Recopiez intégralement et sans aucune modification l'article sur Elie Wiesel qui figure ci-dessous.

EXTRAIT DU TEXTE.
──────────

Elie Wiesel, le gardien de la mémoire
Solène Chataigné | 12 juillet 2016
Elie Wiesel Prix Nobel de la paix, écrivain, philosophe, survivant des camps d’extermination est décédé samedi 2 juillet 2016. Sa disparition, piqûre de rappel du caractère essentiel du devoir de mémoire.
Survivant :
Rescapé des camps de concentration, il disait vouloir donner un sens à sa survie, ce qu’il fit en devenant le messager de la mémoire de la Shoah.
Né le 30 septembre 1928 à Sighet en actuelle Roumanie, Elie Wiesel fut déporté à 15 ans, en 1943, au camp d’Auschwitz-Birkenau aux côtés de la quasi-totalité de sa famille. Il fut le seul à en revenir vivant. Recueilli à la Libération par l’œuvre juive de secours aux enfants (OJSE) en France, il y séjourna jusqu’en 1956. Durant cette période, il étudia la philosophie à la Sorbonne et se lia d’amitié avec l’écrivain François Mauriac qui rédigea la préface de son premier roman, La Nuit, en 1958.

──────────

DONNÉES FOURNIES.
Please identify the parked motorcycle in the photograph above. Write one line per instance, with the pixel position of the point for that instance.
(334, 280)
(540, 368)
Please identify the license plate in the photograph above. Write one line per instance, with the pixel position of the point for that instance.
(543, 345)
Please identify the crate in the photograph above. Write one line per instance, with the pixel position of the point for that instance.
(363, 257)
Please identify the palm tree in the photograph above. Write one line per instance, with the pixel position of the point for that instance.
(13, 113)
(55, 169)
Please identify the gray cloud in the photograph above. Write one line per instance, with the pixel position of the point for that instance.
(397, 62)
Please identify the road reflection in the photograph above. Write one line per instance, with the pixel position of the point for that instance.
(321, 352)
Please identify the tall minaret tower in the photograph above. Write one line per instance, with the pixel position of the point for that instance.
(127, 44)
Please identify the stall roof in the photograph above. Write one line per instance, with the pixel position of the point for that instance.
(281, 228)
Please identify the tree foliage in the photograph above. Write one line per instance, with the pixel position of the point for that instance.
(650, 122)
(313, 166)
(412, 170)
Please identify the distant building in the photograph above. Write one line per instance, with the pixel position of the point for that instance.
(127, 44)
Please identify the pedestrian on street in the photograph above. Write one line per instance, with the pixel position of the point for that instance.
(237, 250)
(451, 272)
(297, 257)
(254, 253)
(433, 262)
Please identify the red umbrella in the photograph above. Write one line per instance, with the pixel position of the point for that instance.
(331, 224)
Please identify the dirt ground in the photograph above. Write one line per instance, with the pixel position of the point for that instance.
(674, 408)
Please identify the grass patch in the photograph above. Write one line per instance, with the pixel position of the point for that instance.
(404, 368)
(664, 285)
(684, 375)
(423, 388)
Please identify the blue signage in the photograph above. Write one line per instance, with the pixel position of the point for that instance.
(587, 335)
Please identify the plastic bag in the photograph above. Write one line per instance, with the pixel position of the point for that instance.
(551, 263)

──────────

RÉPONSE ATTENDUE.
Elie Wiesel, le gardien de la mémoire
Solène Chataigné | 12 juillet 2016
Elie Wiesel Prix Nobel de la paix, écrivain, philosophe, survivant des camps d’extermination est décédé samedi 2 juillet 2016. Sa disparition, piqûre de rappel du caractère essentiel du devoir de mémoire.
Survivant :
Rescapé des camps de concentration, il disait vouloir donner un sens à sa survie, ce qu’il fit en devenant le messager de la mémoire de la Shoah.
Né le 30 septembre 1928 à Sighet en actuelle Roumanie, Elie Wiesel fut déporté à 15 ans, en 1943, au camp d’Auschwitz-Birkenau aux côtés de la quasi-totalité de sa famille. Il fut le seul à en revenir vivant. Recueilli à la Libération par l’œuvre juive de secours aux enfants (OJSE) en France, il y séjourna jusqu’en 1956. Durant cette période, il étudia la philosophie à la Sorbonne et se lia d’amitié avec l’écrivain François Mauriac qui rédigea la préface de son premier roman, La Nuit, en 1958.